Australia’s peak electric vehicle body has again called on the federal government to introduce vehicle emissions standards, as the local market continues to lag embarrassingly far behind the rest of the world despite a leap in domestic sales this year.
EVs now represent 3.39% of all vehicle sales, up 65% on 2021, according to the Electric Vehicle Council’s latest annual State of EVs report released on Friday.
Electric Vehicle Council head of policy Jake Whitehead says that while the jump in EV is welcome, Australia needs a much stronger national EV strategy to catch up to the rest of the world.
An afterthought for EV manufacturers
“It’s great to see so much momentum behind EV sales in Australia, but to put our 3.4% in context – Germany sits at 26%, the UK at 19%, and California at 13%,” Whitehead said. “The global average is 8.6%, so Australia has a long, long way to come.”
As a result, Australian consumers have a smaller range of EVs to choose from and are forced to wait for months or years to take delivery of new vehicles, he says.
Australia’s limited EV model availability is restricting choice for consumers, raising the prices of available models, and holding back the transition to EVs.
“Because our governments have lagged the world on EV policy, Australia is still something of an afterthought for global EV manufacturers,” Whitehead said.
Minister for climate and energy Chris Bowen in August launched consultation on Labor’s promised National Electric Vehicle Strategy, that aims to lower the cost of EVs and curb transport emissions. The consultation period closes on October 31.
“If Australia does not introduce fuel efficiency standards on par with the EU and the US we will continue to lag the world by a huge margin,” added Whitehead.
Given transport makes up 19 per cent of Australia’s emissions the country cannot claim to be serious about achieving 2030 emission reduction target without introduction fuel efficiency standards, he says.
State of EV uptake in Australia
Data from the EV Council’s report shows the ACT leads the nation in EV sales, with 9.5 per cent of all new vehicles sold electric. New South Wales was a distant second at 3.7%. Victoria stood at 3.4%, Queensland 3.3%, Tasmania 3.3%, Western Australia 2.8%, South Australia 2.3%, and the Northern Territory 0.8%.
As of September, 2022, there were 25 different EV models in Australia that have sold more than 200 vehicles each during 2022. The sales figures for the 15 top- selling EV models are included below.
The report highlights that the Tesla Model 3 has continued to dominate EV sales so far during 2022, accounting for 33% of new EVs sold. Despite first deliveries of the Model Y starting only in August of this year, this model has already risen to second place on the sales chart, representing 20% of new EV sales.

PROMPT 1: Reproduce word for word the part of the article on Australian EV sales starting with "As a result, Australian" and going on through "vehicles, he says.".
PROMPT 2:
Answer these questions from the article on Australian EV sales:
(a) What percentage of all new vehicles sold in the ACT were electric?
(b) On what date does the consultation period for the National Electric Vehicle Strategy close?
(c) What share of Australia's emissions comes from transport?

A set of data:
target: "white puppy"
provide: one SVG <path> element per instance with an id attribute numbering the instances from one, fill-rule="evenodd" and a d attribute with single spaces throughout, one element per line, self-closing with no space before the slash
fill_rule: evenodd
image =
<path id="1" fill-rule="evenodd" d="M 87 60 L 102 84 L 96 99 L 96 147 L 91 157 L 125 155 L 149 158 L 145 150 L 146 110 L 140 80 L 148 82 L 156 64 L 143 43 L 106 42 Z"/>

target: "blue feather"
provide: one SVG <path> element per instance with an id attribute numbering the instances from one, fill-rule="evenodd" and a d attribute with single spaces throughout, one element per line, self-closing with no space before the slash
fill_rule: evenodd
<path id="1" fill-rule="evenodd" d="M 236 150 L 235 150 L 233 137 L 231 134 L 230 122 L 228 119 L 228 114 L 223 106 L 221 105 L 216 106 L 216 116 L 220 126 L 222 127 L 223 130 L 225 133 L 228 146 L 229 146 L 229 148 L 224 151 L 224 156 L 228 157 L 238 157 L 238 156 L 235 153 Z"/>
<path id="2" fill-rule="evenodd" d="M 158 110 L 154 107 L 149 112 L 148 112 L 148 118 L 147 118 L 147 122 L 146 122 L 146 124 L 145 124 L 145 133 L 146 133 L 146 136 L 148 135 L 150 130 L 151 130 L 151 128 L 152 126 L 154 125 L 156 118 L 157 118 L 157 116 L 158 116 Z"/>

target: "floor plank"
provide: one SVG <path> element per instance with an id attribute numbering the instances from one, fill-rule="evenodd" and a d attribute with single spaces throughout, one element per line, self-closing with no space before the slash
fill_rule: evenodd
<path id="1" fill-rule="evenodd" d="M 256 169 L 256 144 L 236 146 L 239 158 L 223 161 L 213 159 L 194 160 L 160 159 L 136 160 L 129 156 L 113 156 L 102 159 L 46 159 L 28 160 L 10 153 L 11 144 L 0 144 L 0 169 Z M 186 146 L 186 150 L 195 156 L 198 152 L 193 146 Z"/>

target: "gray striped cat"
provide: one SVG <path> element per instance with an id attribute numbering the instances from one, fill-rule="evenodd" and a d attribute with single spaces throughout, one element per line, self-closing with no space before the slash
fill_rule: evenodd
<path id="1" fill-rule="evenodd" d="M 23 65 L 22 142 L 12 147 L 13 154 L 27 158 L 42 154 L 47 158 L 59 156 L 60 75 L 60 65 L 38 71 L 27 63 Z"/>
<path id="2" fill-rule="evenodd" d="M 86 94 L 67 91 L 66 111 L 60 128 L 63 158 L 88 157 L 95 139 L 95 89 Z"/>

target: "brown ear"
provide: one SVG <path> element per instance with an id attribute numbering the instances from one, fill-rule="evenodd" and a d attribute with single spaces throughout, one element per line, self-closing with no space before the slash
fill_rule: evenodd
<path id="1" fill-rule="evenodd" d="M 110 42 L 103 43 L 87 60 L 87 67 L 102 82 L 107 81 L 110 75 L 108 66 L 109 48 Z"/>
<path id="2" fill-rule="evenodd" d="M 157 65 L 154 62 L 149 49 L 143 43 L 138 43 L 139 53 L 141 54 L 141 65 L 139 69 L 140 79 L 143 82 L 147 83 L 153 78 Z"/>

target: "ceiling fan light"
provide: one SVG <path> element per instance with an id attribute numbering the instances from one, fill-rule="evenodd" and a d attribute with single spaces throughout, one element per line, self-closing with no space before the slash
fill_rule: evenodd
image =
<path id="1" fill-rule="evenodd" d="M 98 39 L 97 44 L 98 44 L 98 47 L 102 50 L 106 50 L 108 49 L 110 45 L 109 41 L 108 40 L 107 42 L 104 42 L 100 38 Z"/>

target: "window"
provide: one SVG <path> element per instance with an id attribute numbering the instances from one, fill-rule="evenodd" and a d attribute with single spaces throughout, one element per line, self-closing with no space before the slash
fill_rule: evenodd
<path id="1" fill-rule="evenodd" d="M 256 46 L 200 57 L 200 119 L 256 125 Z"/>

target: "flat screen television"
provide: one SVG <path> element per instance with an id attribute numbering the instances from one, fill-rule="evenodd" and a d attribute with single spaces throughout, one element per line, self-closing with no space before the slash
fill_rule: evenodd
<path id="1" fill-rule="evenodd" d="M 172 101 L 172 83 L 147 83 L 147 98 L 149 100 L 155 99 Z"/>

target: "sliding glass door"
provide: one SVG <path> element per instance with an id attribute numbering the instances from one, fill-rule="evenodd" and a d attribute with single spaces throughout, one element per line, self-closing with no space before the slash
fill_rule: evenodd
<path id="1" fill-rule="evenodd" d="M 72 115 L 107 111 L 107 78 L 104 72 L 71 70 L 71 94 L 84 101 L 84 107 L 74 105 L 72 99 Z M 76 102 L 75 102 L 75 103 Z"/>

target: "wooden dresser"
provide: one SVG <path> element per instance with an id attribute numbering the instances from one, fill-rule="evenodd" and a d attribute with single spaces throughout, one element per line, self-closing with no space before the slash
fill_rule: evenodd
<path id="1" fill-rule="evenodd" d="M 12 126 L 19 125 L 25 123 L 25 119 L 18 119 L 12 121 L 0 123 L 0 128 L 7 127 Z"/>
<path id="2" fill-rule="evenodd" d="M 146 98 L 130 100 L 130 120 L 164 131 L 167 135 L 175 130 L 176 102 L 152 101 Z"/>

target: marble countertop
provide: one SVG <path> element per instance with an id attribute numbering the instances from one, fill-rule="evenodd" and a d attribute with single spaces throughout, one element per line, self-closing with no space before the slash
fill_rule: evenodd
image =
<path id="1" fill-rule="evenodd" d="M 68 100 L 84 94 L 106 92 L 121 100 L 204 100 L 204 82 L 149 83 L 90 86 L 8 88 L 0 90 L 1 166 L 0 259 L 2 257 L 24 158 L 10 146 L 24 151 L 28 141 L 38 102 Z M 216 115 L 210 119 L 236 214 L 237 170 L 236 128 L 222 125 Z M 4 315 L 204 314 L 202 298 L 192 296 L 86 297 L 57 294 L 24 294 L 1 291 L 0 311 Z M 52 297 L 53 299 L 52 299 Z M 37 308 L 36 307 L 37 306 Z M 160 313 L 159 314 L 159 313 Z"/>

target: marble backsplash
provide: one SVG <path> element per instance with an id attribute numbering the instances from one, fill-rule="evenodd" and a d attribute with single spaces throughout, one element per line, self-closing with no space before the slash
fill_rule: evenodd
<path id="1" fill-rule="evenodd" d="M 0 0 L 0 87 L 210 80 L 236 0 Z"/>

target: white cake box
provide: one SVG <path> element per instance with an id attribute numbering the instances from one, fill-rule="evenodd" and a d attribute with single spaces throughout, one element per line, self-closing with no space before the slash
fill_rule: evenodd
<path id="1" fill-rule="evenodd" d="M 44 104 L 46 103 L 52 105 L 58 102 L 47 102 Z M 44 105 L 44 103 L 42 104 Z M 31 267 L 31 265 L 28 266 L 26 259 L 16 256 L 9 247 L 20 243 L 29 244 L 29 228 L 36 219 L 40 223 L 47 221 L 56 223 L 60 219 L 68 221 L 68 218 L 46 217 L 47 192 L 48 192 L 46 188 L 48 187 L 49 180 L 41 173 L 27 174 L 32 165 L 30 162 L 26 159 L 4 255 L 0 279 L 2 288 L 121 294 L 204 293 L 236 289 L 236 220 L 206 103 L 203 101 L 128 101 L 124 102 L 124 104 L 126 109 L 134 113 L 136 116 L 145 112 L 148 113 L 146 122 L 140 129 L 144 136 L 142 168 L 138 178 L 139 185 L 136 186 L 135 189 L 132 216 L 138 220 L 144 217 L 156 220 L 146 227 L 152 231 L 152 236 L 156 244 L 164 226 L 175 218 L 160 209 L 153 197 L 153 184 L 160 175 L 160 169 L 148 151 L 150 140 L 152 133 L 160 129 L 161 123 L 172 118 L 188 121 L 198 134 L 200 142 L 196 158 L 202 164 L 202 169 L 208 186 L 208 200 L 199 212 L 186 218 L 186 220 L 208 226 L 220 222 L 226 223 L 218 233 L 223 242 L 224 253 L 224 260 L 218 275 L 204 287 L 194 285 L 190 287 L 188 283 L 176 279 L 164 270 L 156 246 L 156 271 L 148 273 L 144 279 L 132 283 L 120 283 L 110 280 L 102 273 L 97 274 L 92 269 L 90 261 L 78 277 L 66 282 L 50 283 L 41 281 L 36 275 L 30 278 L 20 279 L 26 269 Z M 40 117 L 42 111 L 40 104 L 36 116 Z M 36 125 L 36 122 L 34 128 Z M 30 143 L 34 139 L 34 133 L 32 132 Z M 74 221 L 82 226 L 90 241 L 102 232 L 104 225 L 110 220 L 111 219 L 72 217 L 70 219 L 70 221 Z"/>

CORRECT OUTPUT 1:
As a result, Australian consumers have a smaller range of EVs to choose from and are forced to wait for months or years to take delivery of new vehicles, he says.

CORRECT OUTPUT 2:
(a) 9.5 per cent
(b) October 31
(c) 19 per cent